The answer must consist solely of the lines from the one containing "Give the innermost point of each instance of the sandy dirt" to the end of the entries below, repeated exactly.

** Opening Task data block **

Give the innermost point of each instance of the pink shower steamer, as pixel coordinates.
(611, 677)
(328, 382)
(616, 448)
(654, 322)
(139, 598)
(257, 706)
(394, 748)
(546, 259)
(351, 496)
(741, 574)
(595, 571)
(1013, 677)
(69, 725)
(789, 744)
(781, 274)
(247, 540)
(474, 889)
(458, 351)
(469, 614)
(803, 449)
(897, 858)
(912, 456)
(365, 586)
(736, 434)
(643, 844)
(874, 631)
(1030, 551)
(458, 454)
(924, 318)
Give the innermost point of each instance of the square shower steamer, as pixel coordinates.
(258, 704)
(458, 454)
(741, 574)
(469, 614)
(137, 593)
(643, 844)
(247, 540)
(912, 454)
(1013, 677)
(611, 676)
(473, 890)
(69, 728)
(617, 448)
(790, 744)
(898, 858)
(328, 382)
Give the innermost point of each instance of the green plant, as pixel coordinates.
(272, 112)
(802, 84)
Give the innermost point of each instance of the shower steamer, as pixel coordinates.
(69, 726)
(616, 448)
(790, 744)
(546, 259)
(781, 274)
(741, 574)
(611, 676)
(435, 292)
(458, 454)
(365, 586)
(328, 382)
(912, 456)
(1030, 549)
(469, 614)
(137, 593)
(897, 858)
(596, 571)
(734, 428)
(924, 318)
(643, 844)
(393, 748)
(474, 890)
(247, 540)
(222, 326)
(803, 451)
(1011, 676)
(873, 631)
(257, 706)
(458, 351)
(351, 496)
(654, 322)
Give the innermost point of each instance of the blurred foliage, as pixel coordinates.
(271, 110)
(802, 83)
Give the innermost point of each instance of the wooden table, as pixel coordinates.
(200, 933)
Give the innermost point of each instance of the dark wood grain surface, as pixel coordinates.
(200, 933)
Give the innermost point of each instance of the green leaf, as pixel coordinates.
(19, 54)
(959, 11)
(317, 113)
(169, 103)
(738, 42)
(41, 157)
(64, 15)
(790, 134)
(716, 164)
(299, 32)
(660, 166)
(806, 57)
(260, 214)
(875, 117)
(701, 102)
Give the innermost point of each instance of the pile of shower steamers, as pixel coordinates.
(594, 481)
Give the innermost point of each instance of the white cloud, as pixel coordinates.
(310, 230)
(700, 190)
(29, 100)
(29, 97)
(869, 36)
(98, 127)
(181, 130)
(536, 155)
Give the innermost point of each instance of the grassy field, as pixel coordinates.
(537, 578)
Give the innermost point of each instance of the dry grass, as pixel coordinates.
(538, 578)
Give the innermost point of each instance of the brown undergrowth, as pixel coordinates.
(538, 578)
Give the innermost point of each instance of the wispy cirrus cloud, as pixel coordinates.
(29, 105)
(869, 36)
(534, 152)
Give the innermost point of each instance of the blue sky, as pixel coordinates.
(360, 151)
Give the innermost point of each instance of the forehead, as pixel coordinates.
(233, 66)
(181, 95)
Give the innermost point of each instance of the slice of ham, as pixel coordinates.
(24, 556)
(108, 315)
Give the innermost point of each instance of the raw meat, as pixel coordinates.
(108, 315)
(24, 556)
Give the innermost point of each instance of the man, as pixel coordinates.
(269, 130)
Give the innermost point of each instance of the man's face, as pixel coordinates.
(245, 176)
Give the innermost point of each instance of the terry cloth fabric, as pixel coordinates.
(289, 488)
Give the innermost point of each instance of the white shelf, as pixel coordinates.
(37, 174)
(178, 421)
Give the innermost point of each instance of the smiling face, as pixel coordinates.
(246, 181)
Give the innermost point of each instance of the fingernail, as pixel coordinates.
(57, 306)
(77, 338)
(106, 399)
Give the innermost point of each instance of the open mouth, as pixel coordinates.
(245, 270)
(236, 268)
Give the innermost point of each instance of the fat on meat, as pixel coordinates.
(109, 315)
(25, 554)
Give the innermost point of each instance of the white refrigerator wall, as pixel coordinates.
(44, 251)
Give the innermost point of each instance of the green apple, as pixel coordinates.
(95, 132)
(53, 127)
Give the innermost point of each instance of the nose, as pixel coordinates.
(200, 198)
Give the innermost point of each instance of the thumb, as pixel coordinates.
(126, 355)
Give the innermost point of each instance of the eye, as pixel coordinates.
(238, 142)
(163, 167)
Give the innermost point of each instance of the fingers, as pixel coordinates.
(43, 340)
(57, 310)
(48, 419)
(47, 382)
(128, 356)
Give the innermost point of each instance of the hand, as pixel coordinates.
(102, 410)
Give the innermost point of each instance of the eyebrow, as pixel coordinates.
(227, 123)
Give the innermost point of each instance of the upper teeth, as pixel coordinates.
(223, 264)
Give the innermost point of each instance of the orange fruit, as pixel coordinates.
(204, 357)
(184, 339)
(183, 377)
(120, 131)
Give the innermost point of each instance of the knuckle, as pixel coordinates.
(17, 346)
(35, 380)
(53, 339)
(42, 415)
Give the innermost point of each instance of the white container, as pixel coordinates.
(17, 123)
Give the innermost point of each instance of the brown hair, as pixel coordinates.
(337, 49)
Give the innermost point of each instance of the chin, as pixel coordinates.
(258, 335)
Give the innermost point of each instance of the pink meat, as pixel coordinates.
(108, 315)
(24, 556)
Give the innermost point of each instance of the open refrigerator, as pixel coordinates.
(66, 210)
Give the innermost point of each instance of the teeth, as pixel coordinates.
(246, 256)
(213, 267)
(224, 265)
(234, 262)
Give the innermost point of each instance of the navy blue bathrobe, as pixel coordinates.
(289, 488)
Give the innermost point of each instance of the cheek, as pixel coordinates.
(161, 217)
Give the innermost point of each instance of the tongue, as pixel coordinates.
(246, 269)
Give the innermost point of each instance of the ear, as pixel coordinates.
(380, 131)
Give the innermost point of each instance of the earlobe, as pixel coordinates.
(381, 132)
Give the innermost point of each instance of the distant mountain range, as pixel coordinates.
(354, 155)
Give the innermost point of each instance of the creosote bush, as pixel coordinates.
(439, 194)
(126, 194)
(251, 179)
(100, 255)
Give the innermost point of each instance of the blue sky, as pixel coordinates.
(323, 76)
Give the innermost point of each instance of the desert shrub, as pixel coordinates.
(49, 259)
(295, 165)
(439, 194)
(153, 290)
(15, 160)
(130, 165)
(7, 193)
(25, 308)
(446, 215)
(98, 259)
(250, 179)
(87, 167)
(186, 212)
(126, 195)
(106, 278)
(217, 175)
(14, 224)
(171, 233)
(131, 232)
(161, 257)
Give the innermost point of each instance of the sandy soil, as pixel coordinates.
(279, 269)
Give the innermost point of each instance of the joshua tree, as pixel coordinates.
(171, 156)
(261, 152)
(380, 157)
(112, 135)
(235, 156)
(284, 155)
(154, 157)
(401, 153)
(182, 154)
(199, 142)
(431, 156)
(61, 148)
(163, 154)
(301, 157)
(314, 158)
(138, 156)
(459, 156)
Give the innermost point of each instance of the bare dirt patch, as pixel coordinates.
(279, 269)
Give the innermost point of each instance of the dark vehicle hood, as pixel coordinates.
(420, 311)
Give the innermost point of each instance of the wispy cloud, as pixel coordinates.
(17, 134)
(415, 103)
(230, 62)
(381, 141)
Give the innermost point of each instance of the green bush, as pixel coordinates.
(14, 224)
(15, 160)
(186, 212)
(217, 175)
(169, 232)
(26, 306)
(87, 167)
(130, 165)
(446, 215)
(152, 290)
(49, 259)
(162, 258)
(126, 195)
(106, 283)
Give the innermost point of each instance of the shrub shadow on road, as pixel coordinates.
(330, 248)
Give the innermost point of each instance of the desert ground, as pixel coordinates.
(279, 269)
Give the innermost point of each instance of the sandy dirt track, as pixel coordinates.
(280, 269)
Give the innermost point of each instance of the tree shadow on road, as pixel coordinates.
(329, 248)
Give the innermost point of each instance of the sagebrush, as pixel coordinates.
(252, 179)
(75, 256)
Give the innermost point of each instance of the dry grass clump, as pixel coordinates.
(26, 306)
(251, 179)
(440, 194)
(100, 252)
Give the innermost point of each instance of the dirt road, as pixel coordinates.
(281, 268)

** Closing Task data block **

**Completed task**:
Give the innermost point of each instance of the sandy dirt track, as pixel coordinates.
(280, 269)
Give the innermost point of each instance of the tree shadow on road, as pixel coordinates.
(329, 248)
Give the innermost point of each instance of the sagebrush, as pixel coordinates.
(252, 179)
(75, 256)
Give the innermost point of each instance of the dry grass clump, as pixel coordinates.
(26, 306)
(251, 179)
(440, 194)
(100, 252)
Give the innermost point of each instance of the dirt road, as pixel coordinates.
(281, 268)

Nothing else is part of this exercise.